→ **Exercise description**
Reproduce each of the following records line for line, without changing any character.

→ **Records shown**
-------------------------

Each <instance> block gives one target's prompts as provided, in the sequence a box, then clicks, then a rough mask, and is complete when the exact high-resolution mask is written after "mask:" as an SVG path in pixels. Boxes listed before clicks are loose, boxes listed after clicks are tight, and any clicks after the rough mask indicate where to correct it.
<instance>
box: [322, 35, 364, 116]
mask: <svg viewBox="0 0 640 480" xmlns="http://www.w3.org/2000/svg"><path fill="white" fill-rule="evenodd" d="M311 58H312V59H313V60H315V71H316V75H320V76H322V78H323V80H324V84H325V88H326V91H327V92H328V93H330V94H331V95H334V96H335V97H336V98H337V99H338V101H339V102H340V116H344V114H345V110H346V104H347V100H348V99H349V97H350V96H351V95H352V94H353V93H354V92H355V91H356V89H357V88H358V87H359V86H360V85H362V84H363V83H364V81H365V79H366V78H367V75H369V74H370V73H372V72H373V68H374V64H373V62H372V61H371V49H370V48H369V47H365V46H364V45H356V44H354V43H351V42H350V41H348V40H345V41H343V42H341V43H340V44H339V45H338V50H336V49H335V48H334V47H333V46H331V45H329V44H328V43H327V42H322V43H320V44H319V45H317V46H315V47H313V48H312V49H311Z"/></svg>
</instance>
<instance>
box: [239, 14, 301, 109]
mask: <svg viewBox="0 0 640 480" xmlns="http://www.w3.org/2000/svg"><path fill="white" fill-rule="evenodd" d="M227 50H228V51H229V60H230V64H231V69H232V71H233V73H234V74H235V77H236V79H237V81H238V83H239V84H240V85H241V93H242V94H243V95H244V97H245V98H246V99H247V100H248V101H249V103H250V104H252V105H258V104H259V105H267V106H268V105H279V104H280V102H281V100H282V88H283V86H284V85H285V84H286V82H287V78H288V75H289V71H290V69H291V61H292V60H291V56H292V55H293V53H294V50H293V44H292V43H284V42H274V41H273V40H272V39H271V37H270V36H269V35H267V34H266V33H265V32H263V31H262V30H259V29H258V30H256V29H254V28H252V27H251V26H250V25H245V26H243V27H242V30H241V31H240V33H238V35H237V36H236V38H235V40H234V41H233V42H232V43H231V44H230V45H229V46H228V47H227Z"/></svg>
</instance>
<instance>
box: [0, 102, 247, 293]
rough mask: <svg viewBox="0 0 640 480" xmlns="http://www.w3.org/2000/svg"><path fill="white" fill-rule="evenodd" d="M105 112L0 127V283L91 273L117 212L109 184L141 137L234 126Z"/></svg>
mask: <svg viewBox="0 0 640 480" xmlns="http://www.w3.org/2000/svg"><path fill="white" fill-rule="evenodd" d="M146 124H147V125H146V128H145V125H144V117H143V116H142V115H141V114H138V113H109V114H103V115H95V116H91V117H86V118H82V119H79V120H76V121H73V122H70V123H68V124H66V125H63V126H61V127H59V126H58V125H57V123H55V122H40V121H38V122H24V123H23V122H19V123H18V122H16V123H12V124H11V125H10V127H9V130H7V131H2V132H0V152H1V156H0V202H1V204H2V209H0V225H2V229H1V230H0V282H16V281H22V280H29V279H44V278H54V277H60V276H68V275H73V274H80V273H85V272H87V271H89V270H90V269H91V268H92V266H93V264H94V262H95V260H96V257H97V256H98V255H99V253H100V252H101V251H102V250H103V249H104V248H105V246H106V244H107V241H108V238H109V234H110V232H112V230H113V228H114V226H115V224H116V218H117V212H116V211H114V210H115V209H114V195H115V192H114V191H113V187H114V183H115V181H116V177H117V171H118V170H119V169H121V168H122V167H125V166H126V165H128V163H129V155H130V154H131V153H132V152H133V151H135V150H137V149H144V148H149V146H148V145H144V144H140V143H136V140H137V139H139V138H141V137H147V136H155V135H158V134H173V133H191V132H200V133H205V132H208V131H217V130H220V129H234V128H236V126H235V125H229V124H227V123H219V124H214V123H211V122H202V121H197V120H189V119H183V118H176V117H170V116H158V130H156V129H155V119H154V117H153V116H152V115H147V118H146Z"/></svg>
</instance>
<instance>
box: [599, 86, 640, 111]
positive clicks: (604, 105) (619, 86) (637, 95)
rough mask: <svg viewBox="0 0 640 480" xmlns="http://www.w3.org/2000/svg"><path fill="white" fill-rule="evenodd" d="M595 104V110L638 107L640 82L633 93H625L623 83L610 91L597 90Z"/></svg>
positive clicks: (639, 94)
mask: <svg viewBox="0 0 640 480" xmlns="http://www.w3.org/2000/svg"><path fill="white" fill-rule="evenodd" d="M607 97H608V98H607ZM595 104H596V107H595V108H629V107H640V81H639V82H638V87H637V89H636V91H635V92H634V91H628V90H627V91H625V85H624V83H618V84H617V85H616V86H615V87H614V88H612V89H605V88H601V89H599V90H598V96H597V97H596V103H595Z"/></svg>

-------------------------

→ **Written answer**
Each <instance> block gives one target's prompts as provided, in the sequence a box, then clicks, then a rough mask, and is complete when the exact high-resolution mask is written after "mask:" as an SVG path in pixels. Boxes listed before clicks are loose, boxes listed after clicks are tight, and any clicks after the rough mask indicate where to correct it.
<instance>
box: [322, 35, 364, 116]
mask: <svg viewBox="0 0 640 480" xmlns="http://www.w3.org/2000/svg"><path fill="white" fill-rule="evenodd" d="M311 58H312V59H313V60H315V71H316V75H320V76H322V78H323V80H324V84H325V88H326V91H327V92H328V93H330V94H331V95H334V96H335V97H336V98H337V99H338V101H339V102H340V116H344V114H345V110H346V104H347V100H348V99H349V97H350V96H351V95H352V94H353V93H354V92H355V91H356V89H357V88H358V87H359V86H360V85H362V84H363V83H364V81H365V79H366V78H367V75H369V74H370V73H372V72H373V68H374V64H373V62H372V61H371V49H370V48H369V47H365V46H364V45H356V44H354V43H351V42H350V41H348V40H345V41H343V42H341V43H340V44H339V45H338V50H336V49H335V48H334V47H333V46H331V45H329V44H328V43H327V42H322V43H320V44H319V45H317V46H315V47H313V48H312V49H311Z"/></svg>
</instance>
<instance>
box: [239, 14, 301, 109]
mask: <svg viewBox="0 0 640 480" xmlns="http://www.w3.org/2000/svg"><path fill="white" fill-rule="evenodd" d="M227 50H228V51H229V60H230V64H231V69H232V71H233V73H234V74H235V77H236V79H237V81H238V83H239V84H240V85H241V93H242V94H243V95H244V97H245V98H246V99H247V100H248V101H249V103H250V104H252V105H258V104H259V105H267V106H268V105H279V104H280V102H281V100H282V88H283V86H284V85H285V84H286V82H287V78H288V75H289V71H290V69H291V61H292V60H291V56H292V55H293V53H294V50H293V44H292V43H284V42H274V41H273V40H272V39H271V37H270V36H269V35H267V34H266V33H265V32H263V31H262V30H259V29H258V30H256V29H254V28H252V27H251V26H250V25H245V26H243V27H242V30H241V31H240V33H238V35H237V36H236V38H235V40H234V41H233V42H232V43H231V44H230V45H229V46H228V47H227Z"/></svg>
</instance>
<instance>
box: [0, 102, 247, 293]
rough mask: <svg viewBox="0 0 640 480" xmlns="http://www.w3.org/2000/svg"><path fill="white" fill-rule="evenodd" d="M105 112L0 127V283L91 273L117 212L109 184L141 137L234 126Z"/></svg>
mask: <svg viewBox="0 0 640 480" xmlns="http://www.w3.org/2000/svg"><path fill="white" fill-rule="evenodd" d="M146 124H147V125H146V128H145V125H144V117H143V116H142V115H141V114H138V113H109V114H103V115H95V116H91V117H86V118H82V119H79V120H76V121H73V122H70V123H68V124H66V125H63V126H61V127H59V126H58V125H57V123H55V122H40V121H38V122H24V123H23V122H19V123H18V122H16V123H12V124H11V125H10V127H9V130H7V131H2V132H0V152H1V156H0V202H1V204H2V209H0V225H2V229H1V230H0V282H16V281H22V280H29V279H44V278H54V277H60V276H68V275H73V274H80V273H85V272H87V271H89V270H90V269H91V268H92V266H93V264H94V262H95V260H96V257H97V256H98V255H99V253H100V252H101V251H102V250H103V249H104V248H105V246H106V244H107V241H108V238H109V234H110V232H112V230H113V228H114V226H115V224H116V218H117V212H116V211H114V210H115V209H114V195H115V192H114V191H113V187H114V183H115V181H116V177H117V171H118V170H119V169H121V168H122V167H125V166H126V165H128V163H129V155H130V154H131V153H132V152H133V151H135V150H137V149H144V148H149V146H148V145H144V144H140V143H136V140H137V139H139V138H141V137H147V136H155V135H158V134H173V133H191V132H200V133H205V132H208V131H217V130H220V129H234V128H236V126H235V125H229V124H227V123H219V124H214V123H211V122H202V121H197V120H189V119H183V118H176V117H170V116H158V130H156V129H155V119H154V117H153V116H152V115H147V118H146Z"/></svg>
</instance>
<instance>
box: [599, 86, 640, 111]
positive clicks: (604, 105) (619, 86) (637, 95)
rough mask: <svg viewBox="0 0 640 480" xmlns="http://www.w3.org/2000/svg"><path fill="white" fill-rule="evenodd" d="M595 104V110L638 107L640 82L633 93H625L623 83L610 91L597 90Z"/></svg>
positive clicks: (639, 94)
mask: <svg viewBox="0 0 640 480" xmlns="http://www.w3.org/2000/svg"><path fill="white" fill-rule="evenodd" d="M607 97H608V98H607ZM595 104H596V107H595V108H629V107H640V81H639V82H638V87H637V89H636V91H635V92H634V91H628V90H627V91H625V85H624V83H618V84H617V85H616V86H615V87H614V88H612V89H605V88H601V89H599V90H598V96H597V97H596V103H595Z"/></svg>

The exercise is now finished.